Exercise instructions
(1) Could you condense the paragraph of the Sanchez post that begins "Sanchez wouldn't give positions" into a short bulleted list that keeps its main facts?
(2) Answer these from the Sanchez post, one line each:
(a) Which newspaper talks to Sanchez?
(b) How old is Sanchez, and where is he from?
(c) What was he voted in his high school class, and which class was it?
(3) Write the next few paragraphs of the Sanchez post, starting after its final sentence.

Selection
Another Sanchez profile

The Express News talks to possible Senate candidate Lt. Gen. Ricardo Sanchez. I won’t rehash all of the stuff we’re familiar with, so let me just focus on this:

A decision is likely in the next few weeks. If he runs, Sanchez, 59, of San Antonio will lay out a narrative he knows some Texans are unlikely to embrace.

It will tell of how welfare softened the blows of poverty and gave him the chance to become an outstanding student and combat soldier. He was voted most likely to succeed in his Rio Grande City High School class of 1969.

That narrative, moreover, almost certainly will serve as the cornerstone of a campaign that would be his first for public office.

“The people need to hear the truth. … . They may not be receptive, they may not like it,” Sanchez said. “That doesn’t mean we shouldn’t tell the American people, and the people of Texas, what the truth is. …

“You can’t shy away from the difficult issues. You have to lay out the difficulties and the variables that must be changed to control the situation and to restore America’s and Texas’ greatness.”

I appreciate the discussion about values and winnability that Sanchez’s candidacy has sparked, but it strikes me that maybe we’re overlooking something. What if Sanchez is willing and able to forcefully advocate the kind of values we all want to see in Democratic candidates? The man himself isn’t saying much yet, but listen to what he is saying and think about what it might mean:

Sanchez wouldn’t give positions on specific issues, but cited the economy, deficit, education, energy and family values as his chief concerns. Still, expect the issues he champions to be guided by his Catholic faith. His positions also will be rooted in a childhood so poor he used cardboard to cover the holes in the soles of his shoes.

Extracted information
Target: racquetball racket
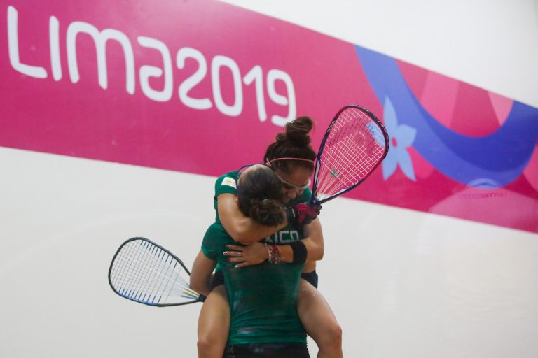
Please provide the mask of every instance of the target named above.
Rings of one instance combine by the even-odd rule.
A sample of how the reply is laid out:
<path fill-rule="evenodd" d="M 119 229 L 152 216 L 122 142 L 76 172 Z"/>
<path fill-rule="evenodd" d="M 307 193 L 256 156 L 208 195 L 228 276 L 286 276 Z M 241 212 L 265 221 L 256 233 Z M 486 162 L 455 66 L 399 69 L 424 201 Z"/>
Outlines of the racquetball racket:
<path fill-rule="evenodd" d="M 112 259 L 109 283 L 127 299 L 164 307 L 202 302 L 205 296 L 191 289 L 191 273 L 174 254 L 144 238 L 124 242 Z"/>
<path fill-rule="evenodd" d="M 340 109 L 317 152 L 311 203 L 322 204 L 359 185 L 388 151 L 387 129 L 371 112 L 354 105 Z"/>

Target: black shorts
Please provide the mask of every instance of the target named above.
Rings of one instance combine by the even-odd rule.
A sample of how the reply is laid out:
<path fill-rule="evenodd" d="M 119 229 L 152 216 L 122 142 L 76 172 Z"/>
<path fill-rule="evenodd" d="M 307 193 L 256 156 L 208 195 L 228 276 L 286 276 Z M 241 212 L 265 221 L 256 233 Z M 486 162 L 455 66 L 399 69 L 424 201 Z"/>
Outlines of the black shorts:
<path fill-rule="evenodd" d="M 301 273 L 301 278 L 305 280 L 308 282 L 310 282 L 310 285 L 317 288 L 317 273 L 316 272 L 316 270 L 306 273 Z"/>
<path fill-rule="evenodd" d="M 317 288 L 317 273 L 316 270 L 306 273 L 303 273 L 301 274 L 301 278 Z M 215 271 L 215 274 L 213 275 L 213 281 L 211 282 L 211 289 L 213 289 L 219 285 L 224 285 L 224 274 L 222 273 L 222 270 Z"/>
<path fill-rule="evenodd" d="M 310 358 L 306 343 L 231 344 L 223 358 Z"/>

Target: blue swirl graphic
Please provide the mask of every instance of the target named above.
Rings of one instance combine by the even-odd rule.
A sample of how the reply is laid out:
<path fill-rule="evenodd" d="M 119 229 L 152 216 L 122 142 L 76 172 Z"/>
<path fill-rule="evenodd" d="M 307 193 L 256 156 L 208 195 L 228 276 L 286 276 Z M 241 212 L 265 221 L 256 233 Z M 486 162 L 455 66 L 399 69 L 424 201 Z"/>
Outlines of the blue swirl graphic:
<path fill-rule="evenodd" d="M 495 133 L 482 137 L 460 134 L 426 111 L 394 58 L 359 46 L 355 49 L 378 99 L 382 103 L 390 101 L 399 123 L 416 129 L 413 147 L 437 170 L 465 185 L 488 178 L 504 186 L 521 175 L 538 141 L 538 108 L 514 101 Z"/>

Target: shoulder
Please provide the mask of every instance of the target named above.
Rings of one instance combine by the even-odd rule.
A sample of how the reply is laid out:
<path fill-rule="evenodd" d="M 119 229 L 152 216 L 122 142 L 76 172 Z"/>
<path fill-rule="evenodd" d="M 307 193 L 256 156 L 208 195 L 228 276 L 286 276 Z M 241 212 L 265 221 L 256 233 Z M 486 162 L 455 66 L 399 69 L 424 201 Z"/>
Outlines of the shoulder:
<path fill-rule="evenodd" d="M 237 177 L 237 171 L 230 171 L 223 174 L 216 178 L 215 181 L 215 198 L 223 193 L 235 194 L 237 187 L 235 180 Z"/>

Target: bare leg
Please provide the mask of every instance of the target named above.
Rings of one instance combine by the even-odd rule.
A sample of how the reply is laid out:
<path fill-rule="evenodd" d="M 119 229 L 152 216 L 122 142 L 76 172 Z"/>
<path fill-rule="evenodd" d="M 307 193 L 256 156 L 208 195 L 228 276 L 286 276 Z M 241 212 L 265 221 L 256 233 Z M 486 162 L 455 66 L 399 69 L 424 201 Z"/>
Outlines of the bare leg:
<path fill-rule="evenodd" d="M 342 329 L 322 294 L 305 280 L 301 280 L 297 312 L 317 344 L 317 358 L 343 358 Z"/>
<path fill-rule="evenodd" d="M 222 358 L 230 329 L 226 289 L 217 286 L 209 293 L 198 318 L 198 357 Z"/>

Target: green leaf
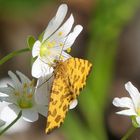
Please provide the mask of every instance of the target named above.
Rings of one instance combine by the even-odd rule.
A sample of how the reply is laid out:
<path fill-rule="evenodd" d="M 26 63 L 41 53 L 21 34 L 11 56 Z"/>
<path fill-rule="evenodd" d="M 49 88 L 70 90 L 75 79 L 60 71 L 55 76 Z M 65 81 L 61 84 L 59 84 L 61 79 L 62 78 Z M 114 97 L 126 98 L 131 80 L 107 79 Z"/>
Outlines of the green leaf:
<path fill-rule="evenodd" d="M 27 45 L 28 45 L 28 47 L 29 47 L 30 50 L 32 50 L 35 41 L 36 40 L 35 40 L 34 36 L 29 36 L 27 38 Z"/>

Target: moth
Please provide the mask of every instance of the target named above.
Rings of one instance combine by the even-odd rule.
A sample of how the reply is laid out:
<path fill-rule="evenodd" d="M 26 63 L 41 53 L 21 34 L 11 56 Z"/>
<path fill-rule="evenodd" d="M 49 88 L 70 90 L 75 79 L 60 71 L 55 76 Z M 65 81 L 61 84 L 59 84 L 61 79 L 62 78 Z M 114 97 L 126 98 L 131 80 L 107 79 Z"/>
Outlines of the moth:
<path fill-rule="evenodd" d="M 46 133 L 60 127 L 64 122 L 70 104 L 77 99 L 86 85 L 91 67 L 92 64 L 88 60 L 74 57 L 56 62 L 48 105 Z"/>

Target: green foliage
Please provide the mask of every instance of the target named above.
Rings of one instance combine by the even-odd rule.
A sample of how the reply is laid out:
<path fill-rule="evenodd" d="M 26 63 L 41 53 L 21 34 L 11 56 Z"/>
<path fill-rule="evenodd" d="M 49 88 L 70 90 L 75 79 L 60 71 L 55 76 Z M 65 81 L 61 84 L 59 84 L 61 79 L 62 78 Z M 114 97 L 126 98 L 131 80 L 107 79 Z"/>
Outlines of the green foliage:
<path fill-rule="evenodd" d="M 87 58 L 93 63 L 93 69 L 79 101 L 84 123 L 81 126 L 83 120 L 79 118 L 77 121 L 75 116 L 70 116 L 64 124 L 69 130 L 69 140 L 81 140 L 81 137 L 82 140 L 107 139 L 104 111 L 114 73 L 118 39 L 123 27 L 132 19 L 139 5 L 138 0 L 98 1 L 91 17 L 87 51 Z M 72 131 L 72 124 L 77 128 L 77 133 Z M 71 136 L 72 133 L 74 137 Z"/>
<path fill-rule="evenodd" d="M 23 16 L 31 14 L 41 5 L 54 0 L 0 0 L 0 11 L 12 16 Z"/>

The answers
(1)
- Sanchez gave no positions on specific issues.
- He named the economy, the deficit, education, energy and family values as his chief concerns.
- His Catholic faith is expected to guide the issues he champions.
- His positions will also be rooted in a childhood so poor that he covered holes in his shoe soles with cardboard.

(2)
(a) The Express News.
(b) He is 59 and from San Antonio.
(c) Most likely to succeed, in the Rio Grande City High School class of 1969.

(3)
“I came from a broken home. I attended public schools my entire time. My family was on welfare most of my days growing up here in Texas,” Sanchez said. “So I understand the processes, the challenges, the factors that play on our poor. I understand the despair and also the desire to succeed and to try to get out of poverty.

I don’t want to project, but in the abstract at least, a lot of that sounds like the sort of things I’d want a Democratic candidate to be talking about. There’s certainly the potential for it to go off the rails – “family values” is a highly loaded phrase – but the potential is also there for it to be something to get fired up about. Which is why, as I’ve said all along, I want to hear what he has to say for himself. Who knows, maybe we’ll like what we hear.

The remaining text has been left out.